§ **Supplied data**:
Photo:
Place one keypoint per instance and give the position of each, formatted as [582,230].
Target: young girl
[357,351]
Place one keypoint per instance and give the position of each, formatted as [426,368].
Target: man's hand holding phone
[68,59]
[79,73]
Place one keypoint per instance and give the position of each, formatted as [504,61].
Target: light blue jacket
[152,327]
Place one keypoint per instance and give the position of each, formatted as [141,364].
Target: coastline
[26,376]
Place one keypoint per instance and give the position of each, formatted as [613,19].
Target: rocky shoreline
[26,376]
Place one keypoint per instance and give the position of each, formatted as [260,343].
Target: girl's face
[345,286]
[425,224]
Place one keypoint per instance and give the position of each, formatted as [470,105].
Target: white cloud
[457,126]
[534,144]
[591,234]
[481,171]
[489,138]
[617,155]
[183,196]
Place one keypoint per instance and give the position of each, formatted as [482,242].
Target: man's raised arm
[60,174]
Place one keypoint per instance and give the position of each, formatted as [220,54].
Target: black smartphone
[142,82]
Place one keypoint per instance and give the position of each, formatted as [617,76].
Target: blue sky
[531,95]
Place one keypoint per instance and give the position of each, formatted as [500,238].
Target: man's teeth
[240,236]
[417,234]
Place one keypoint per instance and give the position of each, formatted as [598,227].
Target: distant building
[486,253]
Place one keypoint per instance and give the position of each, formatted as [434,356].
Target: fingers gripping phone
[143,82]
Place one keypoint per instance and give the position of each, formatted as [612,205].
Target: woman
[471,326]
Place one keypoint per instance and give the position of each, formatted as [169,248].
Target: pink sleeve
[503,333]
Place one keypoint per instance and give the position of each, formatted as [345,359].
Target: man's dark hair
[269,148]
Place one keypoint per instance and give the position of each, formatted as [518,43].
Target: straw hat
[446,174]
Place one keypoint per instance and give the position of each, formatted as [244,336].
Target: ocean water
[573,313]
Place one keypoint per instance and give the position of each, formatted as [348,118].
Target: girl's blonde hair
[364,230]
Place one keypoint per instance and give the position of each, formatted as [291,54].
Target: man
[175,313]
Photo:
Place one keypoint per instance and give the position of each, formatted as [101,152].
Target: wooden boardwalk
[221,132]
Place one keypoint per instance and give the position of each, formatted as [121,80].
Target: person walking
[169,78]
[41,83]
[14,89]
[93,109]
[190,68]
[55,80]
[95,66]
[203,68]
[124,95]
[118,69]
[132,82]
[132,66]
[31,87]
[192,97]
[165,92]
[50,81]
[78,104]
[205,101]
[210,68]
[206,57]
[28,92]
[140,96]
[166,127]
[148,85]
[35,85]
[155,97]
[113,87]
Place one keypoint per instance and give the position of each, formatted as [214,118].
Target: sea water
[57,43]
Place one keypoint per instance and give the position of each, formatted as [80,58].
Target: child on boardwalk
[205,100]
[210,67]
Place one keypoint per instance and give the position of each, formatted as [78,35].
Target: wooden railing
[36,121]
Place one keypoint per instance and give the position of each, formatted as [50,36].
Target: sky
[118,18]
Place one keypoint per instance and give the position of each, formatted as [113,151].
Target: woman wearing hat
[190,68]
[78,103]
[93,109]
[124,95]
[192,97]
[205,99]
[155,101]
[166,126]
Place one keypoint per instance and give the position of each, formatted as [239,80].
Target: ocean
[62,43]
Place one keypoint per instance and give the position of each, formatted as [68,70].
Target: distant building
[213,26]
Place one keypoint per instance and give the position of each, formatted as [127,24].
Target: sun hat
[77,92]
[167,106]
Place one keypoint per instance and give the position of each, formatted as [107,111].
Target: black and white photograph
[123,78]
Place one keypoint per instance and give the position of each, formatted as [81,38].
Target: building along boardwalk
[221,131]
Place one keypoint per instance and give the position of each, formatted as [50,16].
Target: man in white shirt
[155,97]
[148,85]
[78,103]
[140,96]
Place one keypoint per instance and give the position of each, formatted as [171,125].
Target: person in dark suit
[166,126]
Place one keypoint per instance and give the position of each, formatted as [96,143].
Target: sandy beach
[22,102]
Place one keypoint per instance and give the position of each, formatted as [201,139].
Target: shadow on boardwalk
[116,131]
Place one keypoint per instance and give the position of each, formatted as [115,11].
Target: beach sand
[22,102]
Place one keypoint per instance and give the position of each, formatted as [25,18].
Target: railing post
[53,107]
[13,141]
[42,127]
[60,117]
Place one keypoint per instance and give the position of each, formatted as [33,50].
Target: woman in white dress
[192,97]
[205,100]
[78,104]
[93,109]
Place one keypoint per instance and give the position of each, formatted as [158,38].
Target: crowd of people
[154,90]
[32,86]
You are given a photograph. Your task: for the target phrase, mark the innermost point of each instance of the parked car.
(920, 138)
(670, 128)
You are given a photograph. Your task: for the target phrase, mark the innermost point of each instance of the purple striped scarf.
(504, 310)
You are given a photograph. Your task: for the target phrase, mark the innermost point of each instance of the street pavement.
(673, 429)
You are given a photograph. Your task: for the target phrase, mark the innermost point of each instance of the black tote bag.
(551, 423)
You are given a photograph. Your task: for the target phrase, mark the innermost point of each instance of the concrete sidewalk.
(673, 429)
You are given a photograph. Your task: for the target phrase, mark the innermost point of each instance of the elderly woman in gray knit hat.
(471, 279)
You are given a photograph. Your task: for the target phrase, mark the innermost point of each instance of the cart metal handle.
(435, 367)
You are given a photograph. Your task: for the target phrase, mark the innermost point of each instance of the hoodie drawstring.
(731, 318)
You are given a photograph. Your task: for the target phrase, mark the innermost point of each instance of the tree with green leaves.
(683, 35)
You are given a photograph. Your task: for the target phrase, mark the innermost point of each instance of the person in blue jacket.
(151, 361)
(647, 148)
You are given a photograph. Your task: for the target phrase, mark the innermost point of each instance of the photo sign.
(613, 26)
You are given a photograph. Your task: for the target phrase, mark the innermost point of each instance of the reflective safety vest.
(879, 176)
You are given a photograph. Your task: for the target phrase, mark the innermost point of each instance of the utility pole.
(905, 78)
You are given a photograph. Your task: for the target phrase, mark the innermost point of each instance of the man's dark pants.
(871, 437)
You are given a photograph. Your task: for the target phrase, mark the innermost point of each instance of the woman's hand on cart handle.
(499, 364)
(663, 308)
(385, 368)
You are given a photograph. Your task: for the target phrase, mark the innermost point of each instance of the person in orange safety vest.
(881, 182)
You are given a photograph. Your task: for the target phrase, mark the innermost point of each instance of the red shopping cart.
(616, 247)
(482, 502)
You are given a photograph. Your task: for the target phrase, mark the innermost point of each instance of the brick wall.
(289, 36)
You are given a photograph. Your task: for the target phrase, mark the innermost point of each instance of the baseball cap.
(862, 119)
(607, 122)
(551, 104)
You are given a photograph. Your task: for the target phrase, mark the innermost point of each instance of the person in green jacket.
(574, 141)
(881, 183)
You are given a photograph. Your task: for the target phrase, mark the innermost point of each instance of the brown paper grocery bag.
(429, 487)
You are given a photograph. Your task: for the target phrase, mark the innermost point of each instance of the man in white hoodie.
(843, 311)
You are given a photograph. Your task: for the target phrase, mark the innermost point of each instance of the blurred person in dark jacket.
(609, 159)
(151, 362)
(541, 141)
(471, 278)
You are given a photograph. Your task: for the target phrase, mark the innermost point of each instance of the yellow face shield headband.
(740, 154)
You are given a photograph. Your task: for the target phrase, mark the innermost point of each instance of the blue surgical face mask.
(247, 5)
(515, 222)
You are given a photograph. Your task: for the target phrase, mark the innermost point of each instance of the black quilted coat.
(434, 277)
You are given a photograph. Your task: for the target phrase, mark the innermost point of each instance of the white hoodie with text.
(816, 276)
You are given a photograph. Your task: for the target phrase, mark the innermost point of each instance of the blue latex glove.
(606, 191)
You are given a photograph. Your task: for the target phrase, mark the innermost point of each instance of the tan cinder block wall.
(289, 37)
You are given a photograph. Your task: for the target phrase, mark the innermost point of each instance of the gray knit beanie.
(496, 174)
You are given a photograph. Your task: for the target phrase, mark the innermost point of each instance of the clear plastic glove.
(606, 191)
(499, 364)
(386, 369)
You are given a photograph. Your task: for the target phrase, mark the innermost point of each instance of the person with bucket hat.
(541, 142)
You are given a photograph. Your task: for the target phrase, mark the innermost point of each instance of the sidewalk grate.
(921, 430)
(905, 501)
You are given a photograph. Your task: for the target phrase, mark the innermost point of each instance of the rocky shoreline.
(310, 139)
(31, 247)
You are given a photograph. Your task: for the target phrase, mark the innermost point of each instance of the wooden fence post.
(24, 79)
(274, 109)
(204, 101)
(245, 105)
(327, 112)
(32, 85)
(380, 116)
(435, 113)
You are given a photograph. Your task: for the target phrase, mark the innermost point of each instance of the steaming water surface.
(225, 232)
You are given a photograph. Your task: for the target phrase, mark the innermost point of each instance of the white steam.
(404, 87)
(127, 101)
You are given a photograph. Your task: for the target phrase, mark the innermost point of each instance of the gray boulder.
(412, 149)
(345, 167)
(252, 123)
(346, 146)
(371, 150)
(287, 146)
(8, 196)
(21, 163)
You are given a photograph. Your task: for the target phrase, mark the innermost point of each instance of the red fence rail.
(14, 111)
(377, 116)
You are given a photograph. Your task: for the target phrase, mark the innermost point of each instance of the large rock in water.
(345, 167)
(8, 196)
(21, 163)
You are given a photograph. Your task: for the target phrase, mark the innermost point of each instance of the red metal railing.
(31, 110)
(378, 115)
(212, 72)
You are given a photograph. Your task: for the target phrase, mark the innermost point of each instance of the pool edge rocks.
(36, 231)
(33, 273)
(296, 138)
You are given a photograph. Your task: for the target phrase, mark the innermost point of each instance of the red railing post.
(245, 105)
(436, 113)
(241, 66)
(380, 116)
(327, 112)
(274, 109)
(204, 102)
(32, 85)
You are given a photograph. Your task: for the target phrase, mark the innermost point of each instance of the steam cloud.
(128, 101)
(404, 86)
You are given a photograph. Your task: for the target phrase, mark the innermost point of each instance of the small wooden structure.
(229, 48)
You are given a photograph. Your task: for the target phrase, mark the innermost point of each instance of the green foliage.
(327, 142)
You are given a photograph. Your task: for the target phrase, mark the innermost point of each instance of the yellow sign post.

§ **Exercise**:
Retype only the lines running from the top of the listing to the line that holds "formatted as [470,105].", both ends included.

§ **Answer below**:
Photo:
Place one keypoint per instance and give the position of each, formatted as [582,230].
Target: young girl
[357,351]
Place one keypoint per instance and give the position of each, formatted as [426,368].
Target: man's hand holding phone
[68,59]
[79,73]
Place one keypoint per instance and give the position of each, formatted as [504,61].
Target: light blue jacket
[152,327]
Place one keypoint per instance and give the position of each, formatted as [141,364].
Target: coastline
[26,376]
Place one keypoint per instance and give the position of each, formatted as [613,19].
Target: rocky shoreline
[26,376]
Place one keypoint per instance and give the position of each, formatted as [260,343].
Target: girl's face
[345,286]
[425,224]
Place one keypoint per instance and give the position of each, formatted as [470,105].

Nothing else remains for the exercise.